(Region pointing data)
▽
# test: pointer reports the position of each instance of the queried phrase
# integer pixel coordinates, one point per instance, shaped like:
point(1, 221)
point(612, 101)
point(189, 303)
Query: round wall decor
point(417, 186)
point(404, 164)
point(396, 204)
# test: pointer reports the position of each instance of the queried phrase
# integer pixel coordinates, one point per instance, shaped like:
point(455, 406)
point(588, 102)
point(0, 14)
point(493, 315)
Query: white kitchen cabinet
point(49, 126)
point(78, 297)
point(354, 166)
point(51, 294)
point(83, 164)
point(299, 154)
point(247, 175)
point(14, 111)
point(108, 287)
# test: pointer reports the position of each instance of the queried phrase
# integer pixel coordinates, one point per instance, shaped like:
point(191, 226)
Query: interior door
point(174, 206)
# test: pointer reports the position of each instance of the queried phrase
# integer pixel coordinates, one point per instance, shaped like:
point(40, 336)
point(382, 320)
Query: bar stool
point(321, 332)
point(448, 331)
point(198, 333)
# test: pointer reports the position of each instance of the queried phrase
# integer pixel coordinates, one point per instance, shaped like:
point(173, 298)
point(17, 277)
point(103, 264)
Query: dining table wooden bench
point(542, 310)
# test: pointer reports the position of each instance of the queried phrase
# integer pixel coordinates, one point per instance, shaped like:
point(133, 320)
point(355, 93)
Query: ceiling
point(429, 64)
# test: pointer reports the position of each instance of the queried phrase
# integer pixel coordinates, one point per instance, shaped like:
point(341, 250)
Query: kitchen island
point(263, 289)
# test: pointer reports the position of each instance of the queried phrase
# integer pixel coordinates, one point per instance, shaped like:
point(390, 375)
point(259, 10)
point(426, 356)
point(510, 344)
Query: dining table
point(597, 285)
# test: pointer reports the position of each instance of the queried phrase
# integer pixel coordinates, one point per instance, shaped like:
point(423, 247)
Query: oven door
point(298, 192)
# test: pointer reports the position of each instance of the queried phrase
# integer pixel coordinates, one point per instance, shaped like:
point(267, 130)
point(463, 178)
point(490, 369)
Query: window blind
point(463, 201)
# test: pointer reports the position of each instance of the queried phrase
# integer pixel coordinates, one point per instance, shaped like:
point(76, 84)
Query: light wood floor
△
** Work item **
An exact copy of the lines above between the line holding "Query: oven door" and the line holding "point(76, 84)", inclusive, is the whole answer.

** Finished task **
Query: oven door
point(298, 192)
# test: pointer reports the position of each instance of the queried phrase
# integer pixel coordinates, one point per instance, shaped like:
point(267, 130)
point(463, 178)
point(490, 369)
Query: window blind
point(463, 201)
# test: pointer reports the position of each instance of the queried phrase
# integer pixel coordinates, one point per instance, shaped like:
point(76, 84)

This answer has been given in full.